> THE PROBLEM: Can you give the lines again, from the one containing "Output the exact" down to the one containing "box: [445, 177, 460, 217]", with "rough mask" changed to "coarse mask" and everything else left as is?

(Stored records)

>>

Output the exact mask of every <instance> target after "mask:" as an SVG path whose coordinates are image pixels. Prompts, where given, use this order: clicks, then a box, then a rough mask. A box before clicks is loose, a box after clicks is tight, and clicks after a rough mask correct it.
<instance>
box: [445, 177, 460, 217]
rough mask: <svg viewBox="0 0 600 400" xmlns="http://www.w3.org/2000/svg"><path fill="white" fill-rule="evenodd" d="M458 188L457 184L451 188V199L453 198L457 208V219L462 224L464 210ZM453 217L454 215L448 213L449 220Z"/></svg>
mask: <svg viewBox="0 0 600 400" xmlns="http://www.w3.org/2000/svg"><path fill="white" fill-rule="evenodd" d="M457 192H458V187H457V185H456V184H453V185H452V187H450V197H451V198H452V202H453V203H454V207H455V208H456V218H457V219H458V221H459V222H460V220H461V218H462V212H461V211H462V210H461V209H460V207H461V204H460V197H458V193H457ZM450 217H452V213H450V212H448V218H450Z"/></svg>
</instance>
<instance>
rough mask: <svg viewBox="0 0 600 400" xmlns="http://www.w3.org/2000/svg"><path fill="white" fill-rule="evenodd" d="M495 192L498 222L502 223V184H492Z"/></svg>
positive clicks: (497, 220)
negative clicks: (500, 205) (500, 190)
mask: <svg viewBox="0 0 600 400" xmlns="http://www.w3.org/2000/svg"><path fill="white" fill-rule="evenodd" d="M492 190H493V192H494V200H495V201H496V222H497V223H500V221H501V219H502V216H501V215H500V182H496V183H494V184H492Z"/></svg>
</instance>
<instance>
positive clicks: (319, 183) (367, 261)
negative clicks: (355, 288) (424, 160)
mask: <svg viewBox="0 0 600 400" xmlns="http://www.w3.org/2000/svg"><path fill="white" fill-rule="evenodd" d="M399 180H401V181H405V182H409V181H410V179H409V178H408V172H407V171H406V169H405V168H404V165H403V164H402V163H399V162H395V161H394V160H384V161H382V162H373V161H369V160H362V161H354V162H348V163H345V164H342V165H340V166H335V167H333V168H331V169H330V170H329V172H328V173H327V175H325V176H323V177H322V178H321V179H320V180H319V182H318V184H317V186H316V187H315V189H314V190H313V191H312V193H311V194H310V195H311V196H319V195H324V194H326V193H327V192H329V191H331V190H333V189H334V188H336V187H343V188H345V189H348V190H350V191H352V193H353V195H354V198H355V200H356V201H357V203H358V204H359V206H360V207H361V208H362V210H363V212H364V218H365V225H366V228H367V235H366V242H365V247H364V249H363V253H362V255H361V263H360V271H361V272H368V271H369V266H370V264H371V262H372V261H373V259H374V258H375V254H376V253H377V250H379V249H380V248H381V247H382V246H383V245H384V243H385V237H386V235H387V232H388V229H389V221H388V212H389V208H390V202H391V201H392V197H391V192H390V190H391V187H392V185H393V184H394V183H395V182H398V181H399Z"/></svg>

<<
>>

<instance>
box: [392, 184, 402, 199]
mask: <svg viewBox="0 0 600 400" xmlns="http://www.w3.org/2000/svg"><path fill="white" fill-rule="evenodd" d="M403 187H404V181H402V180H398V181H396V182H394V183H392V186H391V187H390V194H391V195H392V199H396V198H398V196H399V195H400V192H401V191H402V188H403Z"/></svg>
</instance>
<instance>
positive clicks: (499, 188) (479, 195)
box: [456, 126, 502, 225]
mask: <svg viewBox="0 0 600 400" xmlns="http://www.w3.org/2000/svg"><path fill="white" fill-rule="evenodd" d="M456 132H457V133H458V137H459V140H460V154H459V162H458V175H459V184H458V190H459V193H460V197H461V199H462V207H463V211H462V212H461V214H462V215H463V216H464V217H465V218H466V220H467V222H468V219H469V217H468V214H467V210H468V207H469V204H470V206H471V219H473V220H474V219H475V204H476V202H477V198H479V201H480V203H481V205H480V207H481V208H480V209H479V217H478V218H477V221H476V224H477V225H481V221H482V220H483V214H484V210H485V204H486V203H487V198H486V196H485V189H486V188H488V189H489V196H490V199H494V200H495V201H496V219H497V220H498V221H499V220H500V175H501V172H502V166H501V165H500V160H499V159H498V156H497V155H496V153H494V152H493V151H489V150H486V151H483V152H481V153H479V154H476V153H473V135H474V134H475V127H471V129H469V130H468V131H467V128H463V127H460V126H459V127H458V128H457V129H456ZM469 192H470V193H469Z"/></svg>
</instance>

<<

> YOUR SOLUTION:
Output the exact mask of every <instance> target after "mask:" as an SVG path whose coordinates are image pixels. Prompts, where given, use this order: clicks, then a box, then a coarse mask. A box before clicks is loose, a box after clicks is tight, and clicks after a coarse mask correct it.
<instance>
box: [445, 177, 460, 217]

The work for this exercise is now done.